DeepSpeech - Speech to Text
DeepSpeech now provides precompiled packages via pip, so you won't have to build it yourself anymore.
To install DeepSpeech go ahead and install it with pip:
[~]$ sudo pip3 install deepspeech
Note: DeepSpeech did not run very well on the Raspberry Pi because the language model was too large to fit in memory, and without it DeepSpeech just returns raw phonemes.
Now you need to download the language models for your DeepSpeech version:
- Check the version here: https://pypi.org/project/deepspeech/ (current one is v0.5.1)
- Copy this and replace the version number with your version:
[~]$ wget https://github.com/mozilla/DeepSpeech/releases/download/v0.5.1/deepspeech-0.5.1-models.tar.gz
- And extract the downloaded file:
[~]$ tar xvfz deepspeech-0.5.1-models.tar.gz
Great! You just downloaded the pre-trained model from the DeepSpeech project. You should make sure to look at the Common Voice project (https://voice.mozilla.org/en) and consider contributing in order to help with higher quality models in the future.
The last step is to add DeepSpeech to your profile like this:
I recommend using PocketSphinx for passive listening and DeepSpeech for active listening. To use it as the active listener with Naomi, you will need to add a section like this to your profile.yml file:
active_stt:
engine: deepspeech-stt
deepspeech:
model: '/home/user/models/output_graph.pb'
alphabet: '/home/user/models/alphabet.txt'
language_model: '/home/user/models/lm.binary'
trie: '/home/user/models/trie'
= = = =
### Job 1:
Reproduce the lines of the listing from the line containing "</instance>" through the end of the listing, both ends included, with every character unchanged.

### Dataset entries:
= = = =
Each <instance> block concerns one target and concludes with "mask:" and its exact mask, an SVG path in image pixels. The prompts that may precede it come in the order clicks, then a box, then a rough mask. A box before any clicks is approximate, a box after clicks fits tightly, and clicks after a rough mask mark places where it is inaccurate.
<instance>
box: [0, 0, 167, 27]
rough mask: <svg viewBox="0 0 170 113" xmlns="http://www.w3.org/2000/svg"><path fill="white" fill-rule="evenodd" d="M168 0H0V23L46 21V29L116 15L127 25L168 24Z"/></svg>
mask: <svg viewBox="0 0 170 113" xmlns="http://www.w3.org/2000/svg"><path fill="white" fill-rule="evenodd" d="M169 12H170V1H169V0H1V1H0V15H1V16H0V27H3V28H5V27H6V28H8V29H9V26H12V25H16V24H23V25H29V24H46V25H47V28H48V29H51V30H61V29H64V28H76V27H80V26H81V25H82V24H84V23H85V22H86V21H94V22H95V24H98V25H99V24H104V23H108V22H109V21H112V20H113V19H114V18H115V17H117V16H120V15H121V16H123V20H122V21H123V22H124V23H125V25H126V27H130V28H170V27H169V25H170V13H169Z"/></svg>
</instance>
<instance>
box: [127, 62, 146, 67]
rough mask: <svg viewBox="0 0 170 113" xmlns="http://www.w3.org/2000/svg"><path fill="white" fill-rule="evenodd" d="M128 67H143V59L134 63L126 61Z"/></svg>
= = = =
### Job 2:
Decide whether each statement agrees with the DeepSpeech installation guide. Answer yes or no and quote the deciding words from the guide.
(a) DeepSpeech ran well on the Raspberry Pi.
(b) PocketSphinx is recommended for passive listening.
(c) The current DeepSpeech version is given as v0.5.1.

### Task response 1:
</instance>
<instance>
box: [127, 62, 146, 67]
rough mask: <svg viewBox="0 0 170 113" xmlns="http://www.w3.org/2000/svg"><path fill="white" fill-rule="evenodd" d="M128 67H143V59L134 63L126 61Z"/></svg>

### Task response 2:
(a) No: "DeepSpeech did not run very well on the Raspberry Pi because the language model was too large to fit in memory"
(b) Yes: "I recommend using PocketSphinx for passive listening and DeepSpeech for active listening."
(c) Yes: "(current one is v0.5.1)"